> What the task asks
Among the entries below, find the line with "point: neon green", then quote it and each following line up to and including the line with "Target: classroom floor", and nothing else.

> Exercise inputs
================

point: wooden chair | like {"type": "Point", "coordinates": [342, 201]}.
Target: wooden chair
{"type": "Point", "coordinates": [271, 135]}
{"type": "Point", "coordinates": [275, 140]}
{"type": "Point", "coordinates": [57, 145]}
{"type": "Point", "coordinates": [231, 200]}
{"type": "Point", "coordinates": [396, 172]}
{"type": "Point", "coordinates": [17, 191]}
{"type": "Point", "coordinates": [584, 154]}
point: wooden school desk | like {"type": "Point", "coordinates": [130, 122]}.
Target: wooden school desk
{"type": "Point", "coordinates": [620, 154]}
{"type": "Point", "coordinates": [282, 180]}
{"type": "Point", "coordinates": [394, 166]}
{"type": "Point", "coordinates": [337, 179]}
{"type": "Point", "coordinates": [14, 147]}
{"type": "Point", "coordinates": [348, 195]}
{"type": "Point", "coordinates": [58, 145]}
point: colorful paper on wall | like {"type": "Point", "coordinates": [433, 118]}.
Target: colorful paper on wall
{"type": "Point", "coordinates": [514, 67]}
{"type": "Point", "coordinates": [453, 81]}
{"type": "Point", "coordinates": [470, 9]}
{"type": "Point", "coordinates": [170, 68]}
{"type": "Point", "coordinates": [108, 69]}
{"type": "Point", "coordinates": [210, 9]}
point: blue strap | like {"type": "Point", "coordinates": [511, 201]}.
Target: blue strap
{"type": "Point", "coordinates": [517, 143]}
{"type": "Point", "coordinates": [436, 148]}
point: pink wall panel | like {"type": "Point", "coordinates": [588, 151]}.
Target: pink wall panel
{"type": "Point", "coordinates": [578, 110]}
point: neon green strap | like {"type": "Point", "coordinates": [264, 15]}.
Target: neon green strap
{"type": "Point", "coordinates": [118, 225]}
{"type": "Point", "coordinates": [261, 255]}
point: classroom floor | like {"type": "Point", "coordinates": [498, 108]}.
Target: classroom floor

================

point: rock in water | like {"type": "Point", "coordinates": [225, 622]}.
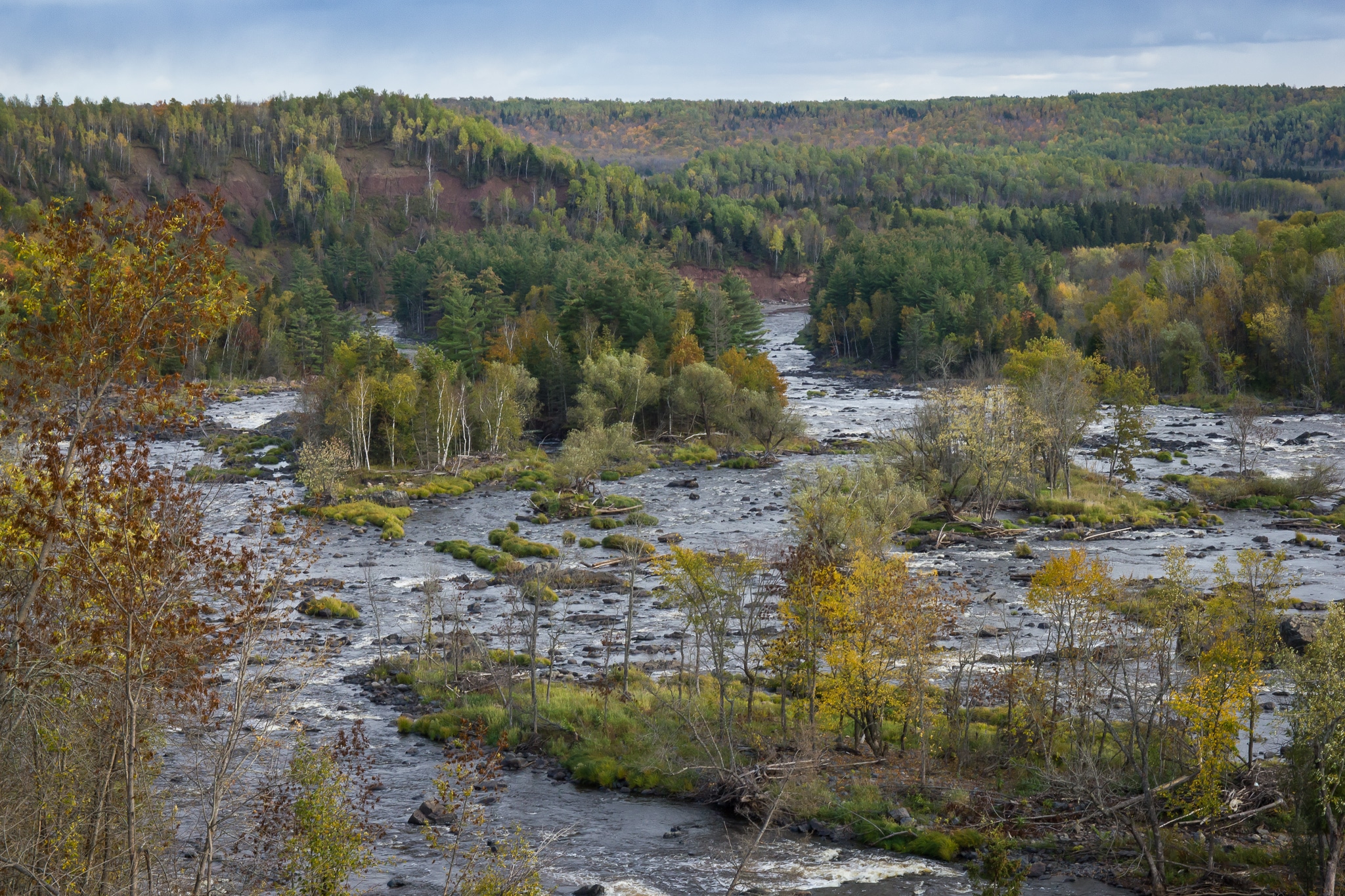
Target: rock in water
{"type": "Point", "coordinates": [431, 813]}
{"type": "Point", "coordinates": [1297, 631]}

================

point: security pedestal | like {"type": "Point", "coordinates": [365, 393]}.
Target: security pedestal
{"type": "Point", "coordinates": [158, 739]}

================

> Written response
point: neon green strap | like {"type": "Point", "coordinates": [264, 15]}.
Target: neon green strap
{"type": "Point", "coordinates": [118, 225]}
{"type": "Point", "coordinates": [261, 255]}
point: classroom floor | like {"type": "Point", "coordinates": [498, 108]}.
Target: classroom floor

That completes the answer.